Nous avons causé de Merck, et Goethe m’a raconté ces traits caractéristiques : « Feu le grand-duc accordait toute sa faveur à Merck, et un jour il cautionna pour lui une dette de 4 000 thalers. Peu de temps après, à notre surprise, Merck le dégagea de sa caution. Ses affaires ne s’étaient pas améliorées, et nous ne savions quelle espèce de négociation il avait pu faire. Quand je le revis, il m’expliqua ainsi le problème : Le duc, dit-il, est un souverain libéral, excellent, confiant, qui aide les hommes quand il le peut. Je me suis dit : Si tu fais perdre au duc cette somme, tu nuiras à mille autres individus, car cette précieuse confiance qu’il a maintenant, il la perdra, et beaucoup d’hommes honnêtes dans le malheur souffriront, parce qu’il y a eu un mauvais drôle. Qu’ai-je fait ? J’ai emprunté la somme à un coquin ; si je la lui fais perdre, il n’y a pas de mal ; avec notre bon souverain, il en était autrement. »

◆ ◆ ◆

▶ OBJECTIFS:
1. Répondez à ces questions sur le texte sur Merck :
(a) De quelle somme le grand-duc s'est-il porté caution pour Merck ?
(b) Les affaires de Merck s'étaient-elles améliorées quand il a dégagé le duc de sa caution ?
(c) À qui Merck a-t-il emprunté la somme ?
2. Poursuivez le texte sur Merck après sa dernière phrase.
Le matériel ne joue aucun rôle dans ce travail.

◆ ◆ ◆

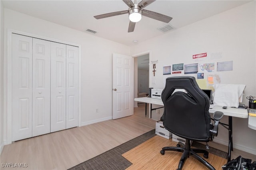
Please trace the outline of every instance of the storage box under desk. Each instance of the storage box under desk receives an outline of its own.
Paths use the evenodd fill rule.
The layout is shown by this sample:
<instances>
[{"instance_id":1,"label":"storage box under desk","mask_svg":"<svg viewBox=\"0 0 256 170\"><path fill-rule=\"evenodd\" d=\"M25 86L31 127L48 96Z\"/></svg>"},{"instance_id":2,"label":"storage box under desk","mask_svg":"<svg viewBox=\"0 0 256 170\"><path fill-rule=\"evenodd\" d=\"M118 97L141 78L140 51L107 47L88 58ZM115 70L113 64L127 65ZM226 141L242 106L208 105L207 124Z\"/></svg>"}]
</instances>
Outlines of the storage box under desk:
<instances>
[{"instance_id":1,"label":"storage box under desk","mask_svg":"<svg viewBox=\"0 0 256 170\"><path fill-rule=\"evenodd\" d=\"M168 139L172 138L172 133L164 127L162 122L156 122L156 134Z\"/></svg>"},{"instance_id":2,"label":"storage box under desk","mask_svg":"<svg viewBox=\"0 0 256 170\"><path fill-rule=\"evenodd\" d=\"M178 136L176 135L172 134L172 141L177 142L181 142L185 145L186 139L183 138ZM190 145L192 144L192 141L190 141Z\"/></svg>"}]
</instances>

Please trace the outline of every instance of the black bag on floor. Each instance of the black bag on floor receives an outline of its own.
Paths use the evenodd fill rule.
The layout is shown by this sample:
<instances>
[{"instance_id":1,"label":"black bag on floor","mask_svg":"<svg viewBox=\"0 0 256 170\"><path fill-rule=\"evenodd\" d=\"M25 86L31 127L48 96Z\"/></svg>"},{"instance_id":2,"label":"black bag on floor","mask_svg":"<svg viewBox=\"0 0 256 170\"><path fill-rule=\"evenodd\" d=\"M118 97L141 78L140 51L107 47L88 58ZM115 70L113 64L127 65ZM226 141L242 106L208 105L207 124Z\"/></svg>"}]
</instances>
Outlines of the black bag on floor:
<instances>
[{"instance_id":1,"label":"black bag on floor","mask_svg":"<svg viewBox=\"0 0 256 170\"><path fill-rule=\"evenodd\" d=\"M254 161L254 162L255 162L255 161ZM246 162L246 166L247 165L247 164L249 165L249 164L250 164L250 166L251 165L250 164L252 164L252 166L253 166L253 164L251 163L251 159L243 158L242 158L241 156L240 156L236 159L233 159L228 162L226 164L223 165L222 168L223 170L242 170L243 169L242 167L242 163ZM256 164L255 164L255 165L256 165ZM256 170L256 168L247 169L248 170Z\"/></svg>"}]
</instances>

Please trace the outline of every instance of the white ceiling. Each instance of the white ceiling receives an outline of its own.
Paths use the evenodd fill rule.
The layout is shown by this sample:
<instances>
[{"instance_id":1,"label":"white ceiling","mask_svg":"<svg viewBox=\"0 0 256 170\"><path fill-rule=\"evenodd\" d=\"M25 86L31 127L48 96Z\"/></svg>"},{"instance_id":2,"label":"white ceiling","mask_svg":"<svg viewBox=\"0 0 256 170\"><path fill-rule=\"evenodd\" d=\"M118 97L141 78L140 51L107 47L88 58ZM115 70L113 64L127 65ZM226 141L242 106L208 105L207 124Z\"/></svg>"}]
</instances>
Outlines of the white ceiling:
<instances>
[{"instance_id":1,"label":"white ceiling","mask_svg":"<svg viewBox=\"0 0 256 170\"><path fill-rule=\"evenodd\" d=\"M142 16L134 31L128 33L128 14L100 20L93 17L128 10L128 6L120 0L2 1L5 8L86 33L92 34L85 32L92 29L97 32L96 36L128 46L134 44L134 40L140 43L164 34L157 28L166 24ZM157 0L145 9L172 17L169 24L177 29L250 1Z\"/></svg>"}]
</instances>

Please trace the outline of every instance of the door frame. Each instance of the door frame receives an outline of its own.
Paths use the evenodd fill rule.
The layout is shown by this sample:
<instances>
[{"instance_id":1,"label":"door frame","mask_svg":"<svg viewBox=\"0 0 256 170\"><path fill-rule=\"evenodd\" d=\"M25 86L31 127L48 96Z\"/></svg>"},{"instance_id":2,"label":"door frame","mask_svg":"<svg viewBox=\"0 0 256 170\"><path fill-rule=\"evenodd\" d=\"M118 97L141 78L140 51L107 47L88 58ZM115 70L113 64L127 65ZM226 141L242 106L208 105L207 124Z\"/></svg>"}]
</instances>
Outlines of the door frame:
<instances>
[{"instance_id":1,"label":"door frame","mask_svg":"<svg viewBox=\"0 0 256 170\"><path fill-rule=\"evenodd\" d=\"M4 144L12 143L12 34L44 39L78 47L78 126L81 126L81 46L70 42L64 41L48 37L26 33L12 29L7 29L7 55L4 57Z\"/></svg>"},{"instance_id":2,"label":"door frame","mask_svg":"<svg viewBox=\"0 0 256 170\"><path fill-rule=\"evenodd\" d=\"M134 59L135 57L140 57L141 55L144 55L146 54L148 54L149 56L149 64L150 64L150 61L151 59L151 51L150 50L148 50L146 51L143 51L140 53L138 53L136 54L134 54L134 55L132 55L132 57ZM138 102L134 101L134 98L138 98L138 63L134 62L133 64L133 75L134 75L134 83L133 84L133 89L134 89L134 104L133 107L138 107ZM149 67L149 66L148 66ZM150 67L149 67L149 72L150 72ZM149 87L150 82L151 80L151 78L150 76L150 74L149 74L149 75L148 76L148 86ZM132 114L134 114L133 111L132 113Z\"/></svg>"}]
</instances>

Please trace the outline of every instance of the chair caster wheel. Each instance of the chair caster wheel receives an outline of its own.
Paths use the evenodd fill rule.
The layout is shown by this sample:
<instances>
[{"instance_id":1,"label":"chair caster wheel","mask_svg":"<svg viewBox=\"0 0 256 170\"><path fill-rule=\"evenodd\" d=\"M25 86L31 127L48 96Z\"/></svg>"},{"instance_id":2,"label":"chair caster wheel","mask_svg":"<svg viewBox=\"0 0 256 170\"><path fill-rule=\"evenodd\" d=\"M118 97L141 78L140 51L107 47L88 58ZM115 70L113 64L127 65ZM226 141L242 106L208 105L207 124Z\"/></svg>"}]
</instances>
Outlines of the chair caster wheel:
<instances>
[{"instance_id":1,"label":"chair caster wheel","mask_svg":"<svg viewBox=\"0 0 256 170\"><path fill-rule=\"evenodd\" d=\"M204 157L206 159L208 159L208 158L209 157L208 154L205 153L204 154Z\"/></svg>"},{"instance_id":2,"label":"chair caster wheel","mask_svg":"<svg viewBox=\"0 0 256 170\"><path fill-rule=\"evenodd\" d=\"M160 153L161 153L161 154L164 155L164 150L161 150Z\"/></svg>"}]
</instances>

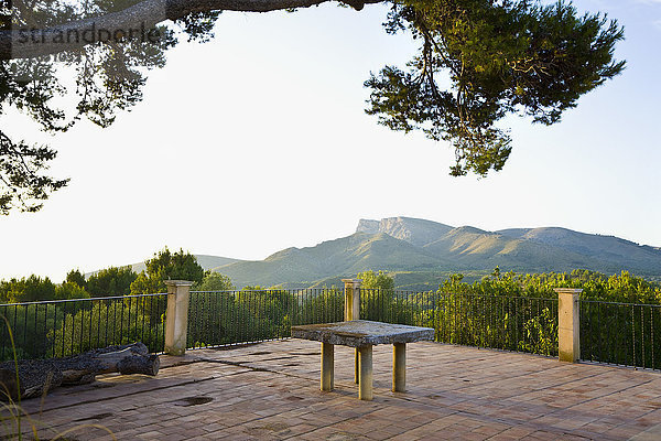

◆ ◆ ◆

▶ RÉPONSES PAR TÂCHE:
1.
(a) 4 000 thalers.
(b) Non, elles ne s'étaient pas améliorées.
(c) À un coquin.

2.
Nous rîmes de la grandiose bizarrerie de ce caractère. « Merck, continua Goethe, avait l’habitude en parlant d’introduire au milieu de ses mots : hé ! hé ! En vieillissant, cette habitude empira, et son cri ressemblait alors à l’aboiement d’un chien. Il finit par tomber dans une profonde hypocondrie, suite de ses spéculations, et il se tua. Il croyait qu’il allait faire banqueroute, mais il se trouva que ses affaires n’étaient pas du tout aussi désespérées qu’il l’avait cru. »

Mercredi, 30 mars 1831.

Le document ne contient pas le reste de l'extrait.